ИСПОЛЬЗУЯ СВЕДЕНИЯ:
1. Выведите из фрагмента текста отрывок от слов «Ничего другого не» до слов «преимущественно считать врагом.» включительно, ничего в нем не меняя.
2. Что, согласно фрагменту текста, Моисеев закон внушал евреям в отношении врагов?

ФРАГМЕНТ ТЕКСТА:

К таковым нелепым выводам неизбежно приводит мысль Л. Толстого, будто под врагом, к коему в Нагорной беседе заповедуется любовь, нужно разуметь отнюдь не частное или отдельное какое бы то ни было лицо, а только чуждый народ. Напротив, мнение, что под врагом должно разуметь не иначе, как только личного чьего-либо врага, оказывается во всех отношениях самым естественным и основательным. Мы видели, что как в Ветхом, так и в Новом Завете вовсе не соединяется с понятием о враге непременно понятие о чужом народе или об иноплеменнике, а с понятием о ближнем понятие только о своем народе или об единоплеменнике. Кроме этого, мнение, которое защищаем, имеет безусловное преимущество пред мыслию гр. Толстого и в том отношении, что дает ключ к разрешению вопроса, чьи слова имел в виду Спаситель в приведенном Им изречении, ненавидь врага? Этого изречения нигде в Ветхом Завете не находится. Вместо того, чтобы учить ненависти ко врагам, как это предполагается приведенным изречением, Моисеев закон внушал евреям оказывать и им некоторые услуги.1367 Значит, нельзя вывести учения о ненависти ко врагам и путем логических умозаключений из Ветхого Завета.

Ничего другого не остается, как допустить, что слова: ненавидь врага твоего, выражают собственно книжническое и фарисейское воззрение на отношения ко врагам. То обстоятельство, что Спаситель, приводя слова, люби ближнего и ненавидь врага твоего, не предварил замечанием касательно их известности «древним»,1368 уполномочивает нас утверждать, что сам Он отнюдь не видел в словах ненавидь врага твоего, какой-либо заповеди Моисеева закона, а привел их в качестве книжнического и фарисейского толкования Моисеевых постановлений. В среде книжников и фарисеев, благодаря, с одной стороны, их привязанности к букве закона и невниманию к его духу, а, с другой, заносчивости и жесткости нравов, легко могло сложиться превратное понятие не только об отношении ко врагу, но и о том, кого нужно преимущественно считать врагом.

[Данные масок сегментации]
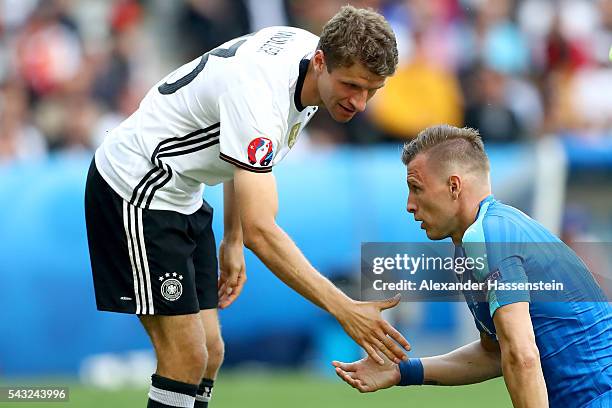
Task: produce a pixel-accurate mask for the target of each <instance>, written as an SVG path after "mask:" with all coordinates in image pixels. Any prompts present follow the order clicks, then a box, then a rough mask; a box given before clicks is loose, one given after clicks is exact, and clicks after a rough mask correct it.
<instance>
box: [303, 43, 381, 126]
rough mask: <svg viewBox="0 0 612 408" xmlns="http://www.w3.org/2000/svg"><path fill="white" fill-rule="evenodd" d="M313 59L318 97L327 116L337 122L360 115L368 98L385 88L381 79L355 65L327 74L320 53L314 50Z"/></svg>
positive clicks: (323, 62) (358, 64)
mask: <svg viewBox="0 0 612 408" xmlns="http://www.w3.org/2000/svg"><path fill="white" fill-rule="evenodd" d="M314 58H315V64H318V68H319V71H318V74H319V75H318V78H317V87H318V90H319V95H320V97H321V100H322V102H323V105H325V108H326V109H327V110H328V111H329V114H330V115H331V116H332V118H334V120H336V121H338V122H348V121H349V120H351V119H352V118H353V116H355V114H356V113H357V112H363V111H364V110H365V107H366V103H367V102H368V101H369V100H370V98H372V97H373V96H374V94H375V93H376V91H378V90H379V89H380V88H382V87H383V86H384V85H385V77H382V76H379V75H376V74H373V73H371V72H370V71H369V70H368V69H367V68H366V67H364V66H363V65H362V64H361V63H359V62H356V63H354V64H353V65H351V66H350V67H336V68H334V69H332V71H331V72H328V70H327V65H326V63H325V58H324V56H323V54H322V51H320V50H319V51H317V54H316V55H315V57H314Z"/></svg>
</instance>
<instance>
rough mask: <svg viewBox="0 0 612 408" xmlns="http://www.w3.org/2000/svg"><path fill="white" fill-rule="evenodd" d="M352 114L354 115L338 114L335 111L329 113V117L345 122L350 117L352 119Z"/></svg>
mask: <svg viewBox="0 0 612 408" xmlns="http://www.w3.org/2000/svg"><path fill="white" fill-rule="evenodd" d="M353 116H355V115H350V116H346V115H343V114H339V113H336V112H334V113H332V114H331V117H332V118H333V119H334V120H335V121H336V122H339V123H346V122H348V121H350V120H351V119H353Z"/></svg>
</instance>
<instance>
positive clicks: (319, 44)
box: [317, 5, 397, 77]
mask: <svg viewBox="0 0 612 408" xmlns="http://www.w3.org/2000/svg"><path fill="white" fill-rule="evenodd" d="M317 48H318V49H320V50H322V51H323V53H324V55H325V60H326V62H327V70H328V72H331V71H332V70H333V69H334V68H336V67H351V66H352V65H353V64H354V63H355V62H361V63H362V64H363V65H364V66H365V67H366V68H367V69H368V70H369V71H370V72H372V73H373V74H376V75H379V76H384V77H387V76H391V75H393V74H394V73H395V69H396V67H397V44H396V41H395V34H394V33H393V30H392V29H391V26H390V25H389V23H388V22H387V21H386V20H385V18H384V17H383V16H381V15H380V14H378V13H377V12H376V11H374V10H372V9H358V8H355V7H353V6H348V5H347V6H344V7H342V8H341V9H340V11H339V12H338V13H337V14H336V15H335V16H334V17H332V18H331V20H329V21H328V22H327V23H326V24H325V26H324V27H323V32H322V33H321V36H320V39H319V45H318V46H317Z"/></svg>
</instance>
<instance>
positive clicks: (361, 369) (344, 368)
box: [332, 357, 401, 392]
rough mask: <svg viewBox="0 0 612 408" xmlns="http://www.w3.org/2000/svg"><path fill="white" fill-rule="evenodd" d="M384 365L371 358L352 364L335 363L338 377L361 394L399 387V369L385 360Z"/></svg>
mask: <svg viewBox="0 0 612 408" xmlns="http://www.w3.org/2000/svg"><path fill="white" fill-rule="evenodd" d="M384 360H385V363H384V364H383V365H380V364H378V363H377V362H375V361H374V360H372V359H371V358H370V357H366V358H364V359H361V360H359V361H355V362H352V363H342V362H340V361H333V362H332V365H333V366H334V367H335V368H336V374H337V375H338V377H340V378H342V380H343V381H344V382H345V383H347V384H348V385H350V386H351V387H353V388H355V389H357V390H359V392H374V391H378V390H382V389H383V388H389V387H392V386H394V385H397V384H398V383H399V381H400V378H401V375H400V372H399V367H398V366H397V364H394V363H393V362H391V361H390V360H389V359H387V358H385V359H384Z"/></svg>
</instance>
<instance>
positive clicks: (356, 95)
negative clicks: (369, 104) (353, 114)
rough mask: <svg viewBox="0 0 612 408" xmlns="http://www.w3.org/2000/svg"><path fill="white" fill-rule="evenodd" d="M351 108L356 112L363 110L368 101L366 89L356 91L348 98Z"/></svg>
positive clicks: (359, 111) (358, 111)
mask: <svg viewBox="0 0 612 408" xmlns="http://www.w3.org/2000/svg"><path fill="white" fill-rule="evenodd" d="M350 102H351V105H352V106H353V109H355V110H356V111H357V112H363V111H364V110H365V106H366V103H367V102H368V90H367V89H364V90H361V91H359V92H357V93H356V94H355V95H353V97H351V99H350Z"/></svg>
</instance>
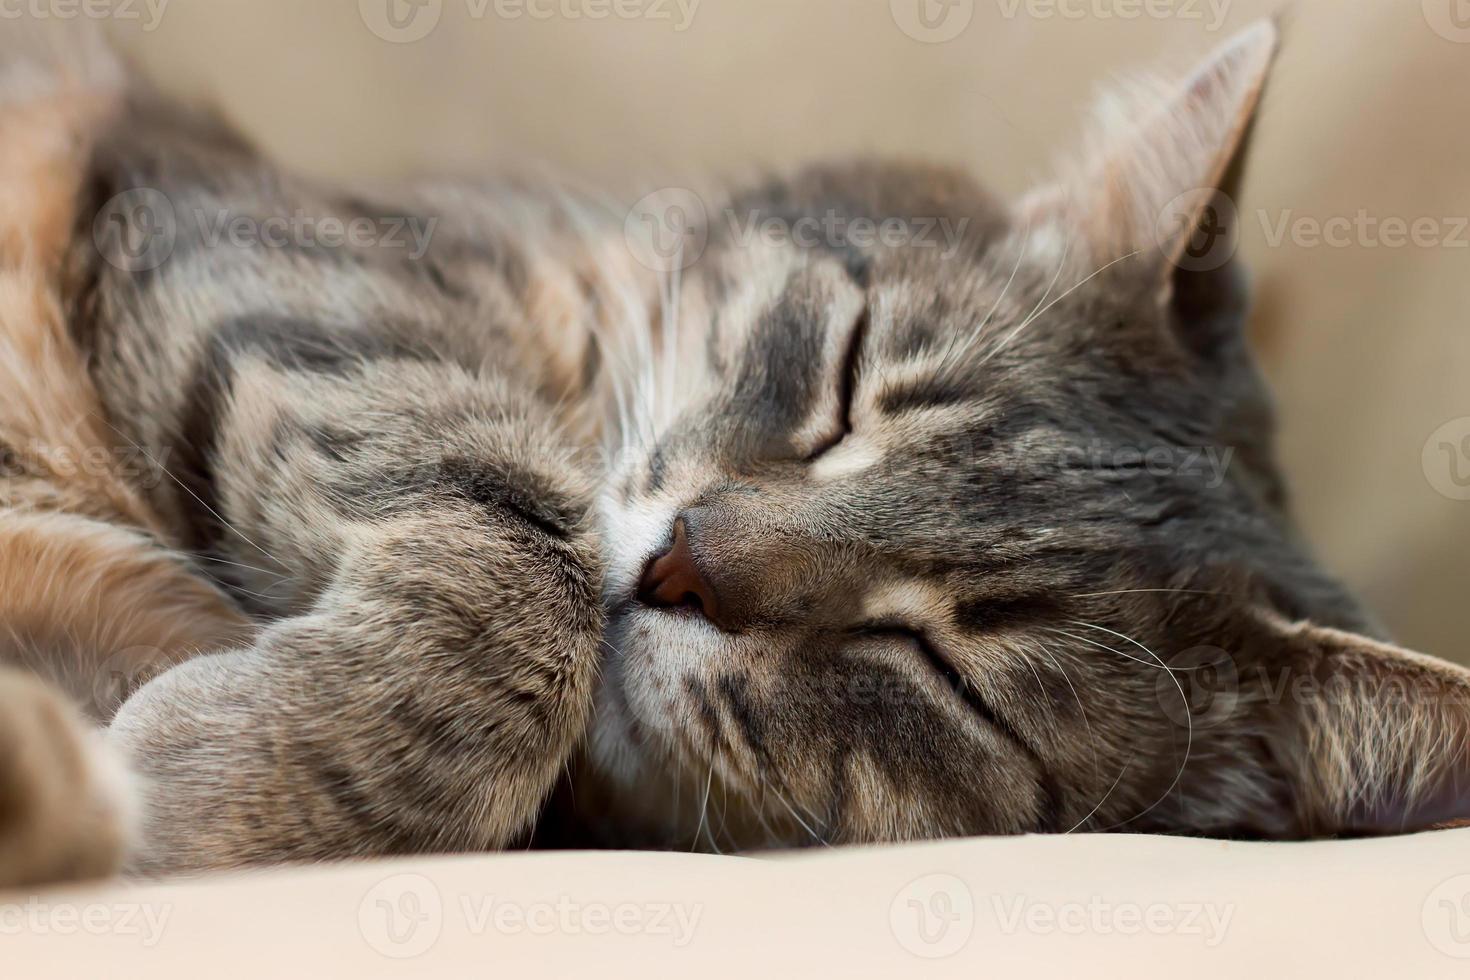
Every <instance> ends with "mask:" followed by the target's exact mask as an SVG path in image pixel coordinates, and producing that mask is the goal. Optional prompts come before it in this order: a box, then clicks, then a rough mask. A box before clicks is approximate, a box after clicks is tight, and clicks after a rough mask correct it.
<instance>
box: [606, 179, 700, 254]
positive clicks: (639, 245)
mask: <svg viewBox="0 0 1470 980" xmlns="http://www.w3.org/2000/svg"><path fill="white" fill-rule="evenodd" d="M623 237H625V238H626V239H628V247H629V248H631V250H632V253H634V259H637V260H638V263H639V264H642V266H645V267H648V269H653V270H654V272H678V270H682V269H688V267H689V266H692V264H694V263H697V262H698V260H700V257H701V256H703V254H704V248H706V247H707V245H709V244H710V216H709V212H707V210H706V207H704V201H703V200H701V198H700V195H698V194H695V192H694V191H689V190H685V188H682V187H670V188H664V190H661V191H654V192H653V194H648V195H647V197H644V198H642V200H639V201H638V203H637V204H634V207H632V210H631V212H628V220H626V222H625V223H623Z"/></svg>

ОТВЕТЫ ПО ЗАДАНИЯМ:
1.
Ничего другого не остается, как допустить, что слова: ненавидь врага твоего, выражают собственно книжническое и фарисейское воззрение на отношения ко врагам. То обстоятельство, что Спаситель, приводя слова, люби ближнего и ненавидь врага твоего, не предварил замечанием касательно их известности «древним»,1368 уполномочивает нас утверждать, что сам Он отнюдь не видел в словах ненавидь врага твоего, какой-либо заповеди Моисеева закона, а привел их в качестве книжнического и фарисейского толкования Моисеевых постановлений. В среде книжников и фарисеев, благодаря, с одной стороны, их привязанности к букве закона и невниманию к его духу, а, с другой, заносчивости и жесткости нравов, легко могло сложиться превратное понятие не только об отношении ко врагу, но и о том, кого нужно преимущественно считать врагом.

2. Моисеев закон внушал евреям оказывать и врагам некоторые услуги.